Use the CHS for all it’s worth

30 October 2020

by Nick van Praag

Director & Founder, Ground Truth Solutions

Ground Truth Solutions wrote a new strategy this year based on the notion that for too long, the humanitarian sector has invoked variations on the mantra that it should be more accountable to the people it serves. No matter how earnest, though, rhetoric alone cannot tip the balance towards more accountable and participatory humanitarian action. For that to happen, things need to change – and that means doing things differently.

People on the receiving end of humanitarian action still have little say over how aid is provided, and new instruments – including the CHS and HQAI – are yet to achieve the momentum necessary to establish aid recipients’ influence in humanitarian decision-making.

When we at Ground Truth Solutions (GTS) ask crisis-affected people about their take on humanitarian action, they tell us plainly that these efforts have not shifted the fulcrum on accountability.

☆ ☆ ☆

• _Set exercise 1_
In the article on humanitarian accountability, what do people on the receiving end of humanitarian action still have little say over?
• _Set exercise 2_
Pick up the article on humanitarian accountability after its final sentence and keep writing it.

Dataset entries
☆ ☆ ☆

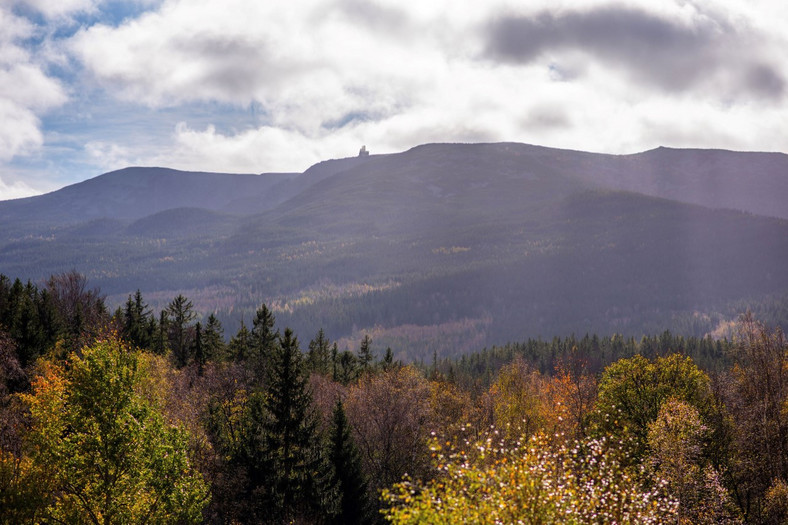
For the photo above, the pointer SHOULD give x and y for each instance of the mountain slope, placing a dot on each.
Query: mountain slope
(481, 242)
(133, 193)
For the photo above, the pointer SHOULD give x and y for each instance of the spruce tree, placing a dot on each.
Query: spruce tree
(180, 314)
(298, 483)
(198, 350)
(213, 339)
(353, 503)
(318, 356)
(264, 335)
(240, 346)
(365, 354)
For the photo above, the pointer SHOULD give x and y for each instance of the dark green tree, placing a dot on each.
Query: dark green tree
(213, 340)
(180, 313)
(240, 347)
(136, 322)
(291, 471)
(263, 338)
(318, 358)
(198, 350)
(365, 354)
(354, 506)
(161, 343)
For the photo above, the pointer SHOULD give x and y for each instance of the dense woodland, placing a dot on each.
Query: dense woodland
(136, 416)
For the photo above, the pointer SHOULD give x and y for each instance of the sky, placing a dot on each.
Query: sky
(250, 86)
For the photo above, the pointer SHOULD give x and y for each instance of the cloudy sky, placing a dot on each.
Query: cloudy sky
(88, 86)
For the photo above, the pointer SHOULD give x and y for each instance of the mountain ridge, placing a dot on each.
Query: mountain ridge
(511, 240)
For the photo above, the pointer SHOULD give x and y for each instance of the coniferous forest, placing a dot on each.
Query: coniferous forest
(143, 416)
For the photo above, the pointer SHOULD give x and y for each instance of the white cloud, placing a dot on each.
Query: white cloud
(59, 8)
(16, 190)
(25, 90)
(326, 76)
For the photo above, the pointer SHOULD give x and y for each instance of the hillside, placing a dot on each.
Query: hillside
(443, 247)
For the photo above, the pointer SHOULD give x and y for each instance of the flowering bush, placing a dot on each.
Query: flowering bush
(534, 481)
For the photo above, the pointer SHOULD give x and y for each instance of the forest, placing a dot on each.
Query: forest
(138, 416)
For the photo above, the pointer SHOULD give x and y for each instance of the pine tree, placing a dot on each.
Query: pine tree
(136, 323)
(353, 504)
(161, 344)
(298, 481)
(181, 314)
(365, 354)
(264, 334)
(213, 340)
(198, 350)
(240, 346)
(318, 356)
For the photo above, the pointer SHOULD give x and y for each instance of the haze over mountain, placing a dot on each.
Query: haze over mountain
(466, 244)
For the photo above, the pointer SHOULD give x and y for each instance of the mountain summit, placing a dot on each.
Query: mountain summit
(488, 242)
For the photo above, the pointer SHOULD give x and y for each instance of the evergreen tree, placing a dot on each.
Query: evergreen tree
(198, 350)
(241, 343)
(213, 340)
(388, 360)
(346, 368)
(344, 456)
(298, 475)
(136, 322)
(365, 354)
(180, 314)
(161, 344)
(263, 338)
(318, 356)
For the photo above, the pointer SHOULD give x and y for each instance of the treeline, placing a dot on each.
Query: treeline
(135, 416)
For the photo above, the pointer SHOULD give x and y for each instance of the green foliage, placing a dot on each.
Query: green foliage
(353, 504)
(288, 471)
(318, 358)
(533, 482)
(106, 448)
(180, 314)
(631, 392)
(675, 442)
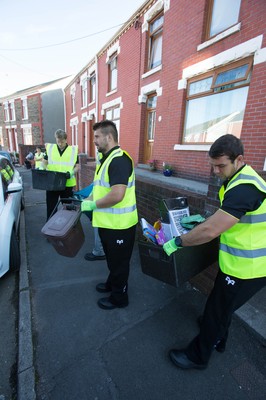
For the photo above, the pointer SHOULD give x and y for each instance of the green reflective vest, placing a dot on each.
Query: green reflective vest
(243, 247)
(6, 175)
(38, 160)
(122, 215)
(63, 163)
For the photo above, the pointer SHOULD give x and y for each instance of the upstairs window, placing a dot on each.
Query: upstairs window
(222, 15)
(113, 114)
(112, 64)
(12, 110)
(84, 93)
(7, 112)
(92, 87)
(155, 42)
(24, 109)
(216, 103)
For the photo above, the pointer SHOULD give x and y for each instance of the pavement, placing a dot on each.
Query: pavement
(69, 348)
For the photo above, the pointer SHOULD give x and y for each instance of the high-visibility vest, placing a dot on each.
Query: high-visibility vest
(38, 161)
(10, 171)
(243, 247)
(63, 163)
(122, 215)
(6, 175)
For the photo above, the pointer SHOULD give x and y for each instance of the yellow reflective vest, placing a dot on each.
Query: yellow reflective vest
(63, 163)
(122, 215)
(243, 247)
(38, 160)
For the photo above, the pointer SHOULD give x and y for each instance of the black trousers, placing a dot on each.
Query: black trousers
(52, 198)
(228, 294)
(118, 246)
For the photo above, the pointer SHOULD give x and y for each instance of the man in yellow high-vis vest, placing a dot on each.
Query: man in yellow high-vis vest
(113, 203)
(241, 224)
(62, 158)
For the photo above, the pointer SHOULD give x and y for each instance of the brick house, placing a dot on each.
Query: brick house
(174, 79)
(30, 117)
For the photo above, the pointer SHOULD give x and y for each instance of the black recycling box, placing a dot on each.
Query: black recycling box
(64, 231)
(48, 180)
(181, 266)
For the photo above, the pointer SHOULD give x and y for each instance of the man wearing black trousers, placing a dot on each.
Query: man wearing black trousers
(241, 224)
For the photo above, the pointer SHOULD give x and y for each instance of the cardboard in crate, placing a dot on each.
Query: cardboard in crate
(48, 180)
(64, 231)
(180, 266)
(172, 211)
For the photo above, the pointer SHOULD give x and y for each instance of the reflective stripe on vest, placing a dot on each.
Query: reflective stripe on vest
(122, 215)
(243, 247)
(63, 163)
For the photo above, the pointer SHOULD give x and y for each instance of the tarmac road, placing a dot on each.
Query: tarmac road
(75, 350)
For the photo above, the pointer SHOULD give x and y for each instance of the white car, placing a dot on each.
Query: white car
(11, 203)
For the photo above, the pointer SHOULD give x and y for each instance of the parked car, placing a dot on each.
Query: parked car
(11, 203)
(6, 154)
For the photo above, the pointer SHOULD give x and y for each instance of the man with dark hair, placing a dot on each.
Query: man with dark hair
(241, 224)
(60, 157)
(113, 203)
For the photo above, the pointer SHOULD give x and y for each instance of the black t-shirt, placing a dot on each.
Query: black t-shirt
(242, 199)
(120, 168)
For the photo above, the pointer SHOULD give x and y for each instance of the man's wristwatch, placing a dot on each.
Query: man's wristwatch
(178, 241)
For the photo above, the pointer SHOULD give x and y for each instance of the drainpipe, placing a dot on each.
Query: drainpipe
(96, 90)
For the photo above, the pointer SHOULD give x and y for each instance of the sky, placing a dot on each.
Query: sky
(34, 36)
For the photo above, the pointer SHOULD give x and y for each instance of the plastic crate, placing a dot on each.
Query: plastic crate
(48, 180)
(64, 231)
(181, 266)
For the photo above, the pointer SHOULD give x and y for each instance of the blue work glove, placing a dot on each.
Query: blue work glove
(88, 205)
(192, 221)
(170, 246)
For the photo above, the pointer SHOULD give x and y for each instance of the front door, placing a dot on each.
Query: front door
(150, 127)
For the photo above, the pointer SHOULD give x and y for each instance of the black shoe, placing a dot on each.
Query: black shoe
(221, 344)
(103, 288)
(180, 359)
(106, 304)
(92, 257)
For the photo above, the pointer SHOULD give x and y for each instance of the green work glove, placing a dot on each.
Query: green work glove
(192, 221)
(170, 246)
(88, 205)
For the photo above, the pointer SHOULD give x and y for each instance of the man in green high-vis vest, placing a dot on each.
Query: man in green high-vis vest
(241, 224)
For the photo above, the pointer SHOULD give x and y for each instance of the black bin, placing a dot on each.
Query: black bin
(48, 180)
(181, 266)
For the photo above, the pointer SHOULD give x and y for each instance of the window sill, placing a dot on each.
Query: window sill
(193, 147)
(220, 36)
(151, 72)
(110, 93)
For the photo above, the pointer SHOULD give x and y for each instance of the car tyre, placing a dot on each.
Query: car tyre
(14, 257)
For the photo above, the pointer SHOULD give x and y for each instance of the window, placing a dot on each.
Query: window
(155, 46)
(73, 105)
(84, 93)
(151, 117)
(24, 109)
(92, 87)
(7, 112)
(27, 135)
(12, 110)
(216, 103)
(222, 15)
(112, 72)
(113, 114)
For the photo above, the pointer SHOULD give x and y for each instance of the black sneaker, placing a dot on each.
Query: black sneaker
(103, 288)
(92, 257)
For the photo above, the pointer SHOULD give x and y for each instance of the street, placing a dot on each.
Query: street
(82, 352)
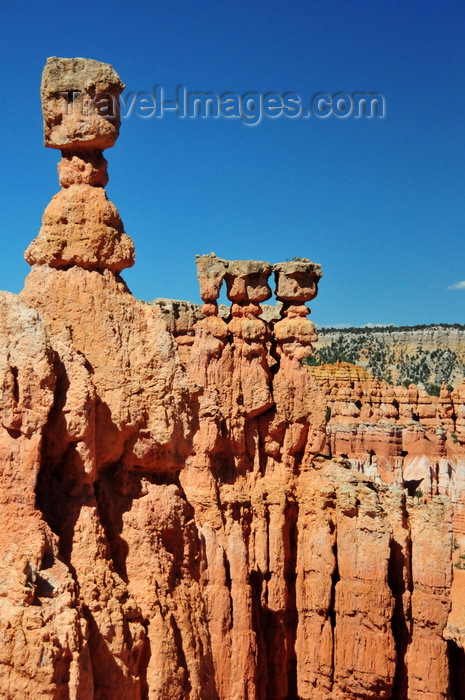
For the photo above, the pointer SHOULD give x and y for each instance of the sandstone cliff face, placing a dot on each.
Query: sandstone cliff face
(172, 527)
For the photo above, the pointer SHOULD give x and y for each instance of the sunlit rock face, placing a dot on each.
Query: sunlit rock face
(172, 526)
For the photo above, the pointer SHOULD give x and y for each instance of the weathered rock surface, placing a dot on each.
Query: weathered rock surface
(171, 525)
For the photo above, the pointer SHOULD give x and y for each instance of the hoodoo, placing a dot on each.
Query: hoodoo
(173, 525)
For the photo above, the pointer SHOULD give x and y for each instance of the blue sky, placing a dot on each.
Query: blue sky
(379, 203)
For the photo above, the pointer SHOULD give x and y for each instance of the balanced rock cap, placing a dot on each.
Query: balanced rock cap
(80, 103)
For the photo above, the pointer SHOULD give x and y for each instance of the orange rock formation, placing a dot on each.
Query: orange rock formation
(171, 528)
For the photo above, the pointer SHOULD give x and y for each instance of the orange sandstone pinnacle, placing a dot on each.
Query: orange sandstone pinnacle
(172, 525)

☆ ☆ ☆

• _Written answer 1_
How aid is provided.

• _Written answer 2_
It is not that the rationale is missing. It is broadly accepted that accountability to affected people, done right, will lead to higher quality aid, better value for money, and improved performance.

It is rather that despite these compelling arguments, the aid sector continues to be supply-driven. It is centred around the mandates of individual agencies keen to demonstrate their value to what political scientists call their ‘authorising environment.’ But demonstrating that value to affected people, not so much…

Over the past couple of years, we have seen a huge increase in window-dressing on accountability to affected people – mostly in the form of guidance and frameworks. The way to deal with these largely empty artefacts, is through the amplification of the voices of affected people, so their first-hand views are heard, influence decisions, expose gaps, and show what’s working and what’s not.

This is where the CHS comes in.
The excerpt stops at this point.